Task material
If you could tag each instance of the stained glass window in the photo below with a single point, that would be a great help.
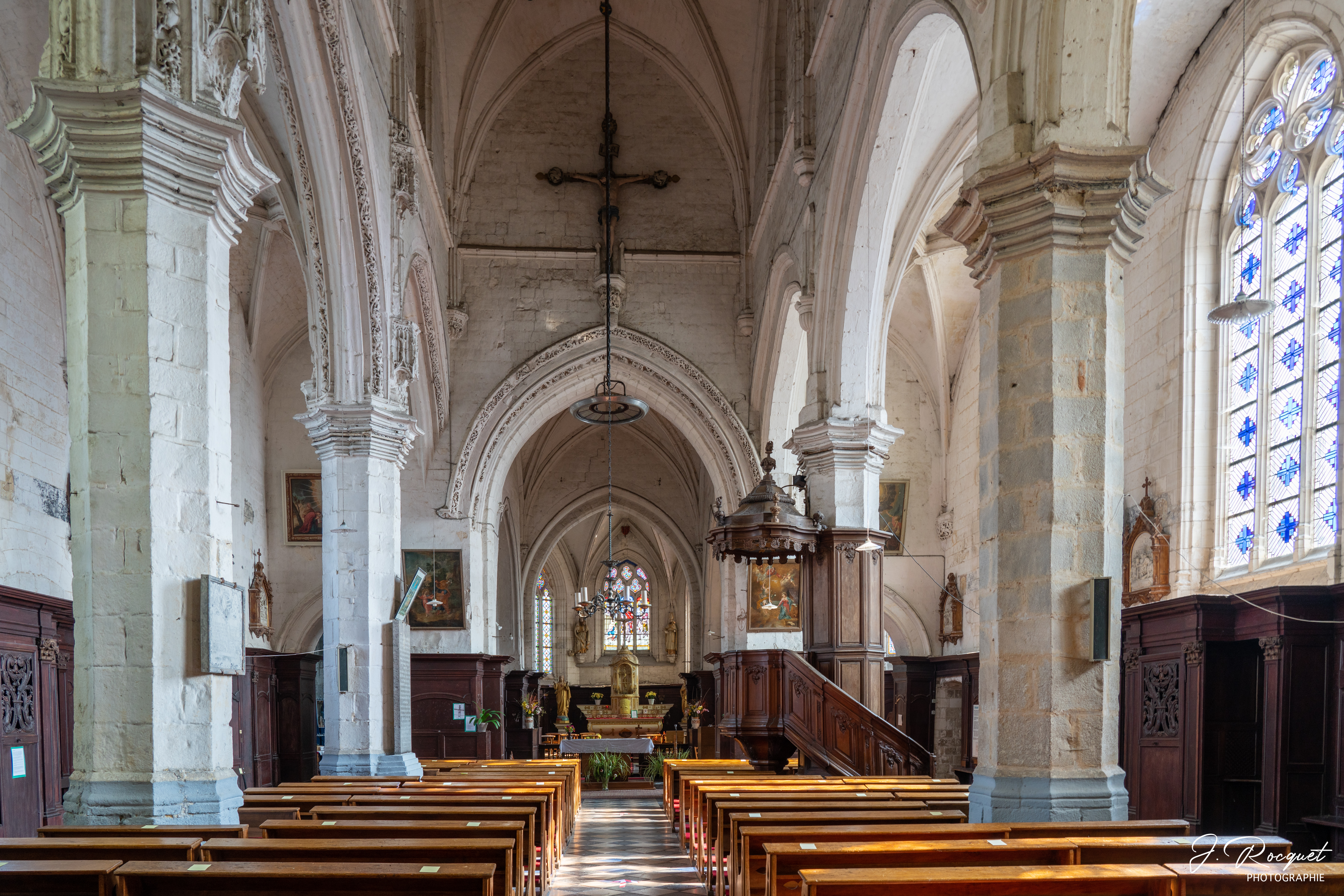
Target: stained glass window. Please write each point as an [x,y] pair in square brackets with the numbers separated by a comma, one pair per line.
[1281,371]
[631,628]
[544,612]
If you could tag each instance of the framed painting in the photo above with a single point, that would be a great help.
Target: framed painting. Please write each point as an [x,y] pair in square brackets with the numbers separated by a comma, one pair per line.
[892,512]
[304,508]
[775,597]
[440,604]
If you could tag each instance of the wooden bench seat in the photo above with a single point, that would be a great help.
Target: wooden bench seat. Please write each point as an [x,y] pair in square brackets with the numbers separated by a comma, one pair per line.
[1162,851]
[752,839]
[1260,880]
[1003,880]
[104,848]
[267,879]
[205,832]
[427,851]
[84,878]
[1139,828]
[784,862]
[409,828]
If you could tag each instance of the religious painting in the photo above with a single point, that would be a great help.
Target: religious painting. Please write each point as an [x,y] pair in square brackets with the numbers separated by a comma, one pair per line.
[304,508]
[440,604]
[773,594]
[892,512]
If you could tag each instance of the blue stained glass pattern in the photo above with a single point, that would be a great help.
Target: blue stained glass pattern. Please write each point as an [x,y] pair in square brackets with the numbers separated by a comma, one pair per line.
[1250,269]
[1322,78]
[1285,530]
[1292,355]
[1248,378]
[1288,469]
[1247,487]
[1248,432]
[1295,240]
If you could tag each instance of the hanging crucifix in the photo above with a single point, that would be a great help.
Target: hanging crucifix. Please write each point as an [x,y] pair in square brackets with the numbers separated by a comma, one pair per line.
[609,281]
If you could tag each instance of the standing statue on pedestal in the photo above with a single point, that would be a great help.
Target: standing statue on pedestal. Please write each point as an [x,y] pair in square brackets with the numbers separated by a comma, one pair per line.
[581,641]
[670,633]
[562,700]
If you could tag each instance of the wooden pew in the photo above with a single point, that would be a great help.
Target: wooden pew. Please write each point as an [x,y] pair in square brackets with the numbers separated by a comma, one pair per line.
[99,848]
[1004,880]
[749,862]
[303,803]
[784,862]
[1163,851]
[257,817]
[720,837]
[398,824]
[425,851]
[65,878]
[542,836]
[1260,880]
[205,832]
[1140,828]
[249,879]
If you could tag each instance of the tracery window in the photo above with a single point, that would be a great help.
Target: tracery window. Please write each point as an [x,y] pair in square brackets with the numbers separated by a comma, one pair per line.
[1280,494]
[544,612]
[634,585]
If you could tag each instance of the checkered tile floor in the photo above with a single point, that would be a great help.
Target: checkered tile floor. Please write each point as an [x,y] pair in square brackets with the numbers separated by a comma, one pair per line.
[626,847]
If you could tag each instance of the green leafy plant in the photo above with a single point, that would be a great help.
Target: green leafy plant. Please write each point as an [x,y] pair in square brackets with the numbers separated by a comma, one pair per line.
[605,768]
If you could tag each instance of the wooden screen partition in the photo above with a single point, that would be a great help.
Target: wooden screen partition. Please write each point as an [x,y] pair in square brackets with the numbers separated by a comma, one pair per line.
[37,645]
[773,703]
[440,680]
[1230,715]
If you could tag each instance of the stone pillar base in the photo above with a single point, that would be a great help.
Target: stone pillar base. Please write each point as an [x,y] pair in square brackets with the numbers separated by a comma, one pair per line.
[1007,800]
[401,764]
[162,803]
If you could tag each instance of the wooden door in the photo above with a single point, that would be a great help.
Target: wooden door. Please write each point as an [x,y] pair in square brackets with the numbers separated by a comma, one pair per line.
[21,755]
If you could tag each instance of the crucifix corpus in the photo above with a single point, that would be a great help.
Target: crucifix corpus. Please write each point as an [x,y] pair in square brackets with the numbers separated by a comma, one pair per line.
[609,280]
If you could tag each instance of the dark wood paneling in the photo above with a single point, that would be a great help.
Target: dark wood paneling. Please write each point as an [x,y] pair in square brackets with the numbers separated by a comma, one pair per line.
[37,645]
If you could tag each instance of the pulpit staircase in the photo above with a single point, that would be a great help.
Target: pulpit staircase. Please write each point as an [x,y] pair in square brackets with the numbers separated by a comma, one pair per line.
[773,703]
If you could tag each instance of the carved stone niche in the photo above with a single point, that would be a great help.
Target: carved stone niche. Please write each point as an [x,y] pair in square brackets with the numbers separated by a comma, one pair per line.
[1146,555]
[951,612]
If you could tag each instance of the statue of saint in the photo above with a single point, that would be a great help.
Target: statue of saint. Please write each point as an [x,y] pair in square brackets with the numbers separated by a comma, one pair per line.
[562,699]
[670,633]
[580,639]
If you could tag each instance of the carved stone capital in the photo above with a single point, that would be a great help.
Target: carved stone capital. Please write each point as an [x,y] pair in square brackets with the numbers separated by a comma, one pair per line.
[1273,648]
[135,138]
[455,320]
[1068,197]
[361,430]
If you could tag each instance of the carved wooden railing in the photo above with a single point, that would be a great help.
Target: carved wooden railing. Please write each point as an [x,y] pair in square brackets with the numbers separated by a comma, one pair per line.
[775,702]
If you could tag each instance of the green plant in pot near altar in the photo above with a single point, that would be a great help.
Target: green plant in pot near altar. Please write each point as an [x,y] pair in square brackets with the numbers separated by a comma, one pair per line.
[694,713]
[605,768]
[532,707]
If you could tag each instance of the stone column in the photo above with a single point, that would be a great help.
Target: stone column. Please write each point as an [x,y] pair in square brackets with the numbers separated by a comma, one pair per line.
[842,605]
[1049,236]
[362,449]
[152,191]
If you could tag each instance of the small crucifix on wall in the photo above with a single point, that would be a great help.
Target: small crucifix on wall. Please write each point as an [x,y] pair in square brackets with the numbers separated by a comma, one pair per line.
[609,213]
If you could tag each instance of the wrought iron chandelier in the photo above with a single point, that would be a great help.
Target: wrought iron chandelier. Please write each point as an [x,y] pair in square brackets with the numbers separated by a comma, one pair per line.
[611,404]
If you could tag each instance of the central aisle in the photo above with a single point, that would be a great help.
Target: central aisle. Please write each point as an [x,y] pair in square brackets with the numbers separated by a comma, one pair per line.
[626,847]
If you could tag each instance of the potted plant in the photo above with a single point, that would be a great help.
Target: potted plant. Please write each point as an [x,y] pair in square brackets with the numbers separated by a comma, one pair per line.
[694,713]
[605,768]
[532,707]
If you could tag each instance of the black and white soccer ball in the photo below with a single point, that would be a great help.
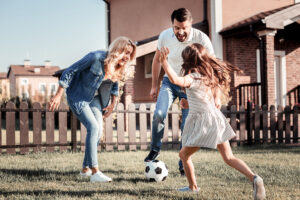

Required action
Search the entries for "below" and show every line that has it.

Answer section
If you could tag each instance of the stained glass window in the photo below with a single point, that would be a great help.
If you could tag each instance of the black and white soccer ball in the photo below with a single point, that would be a great help.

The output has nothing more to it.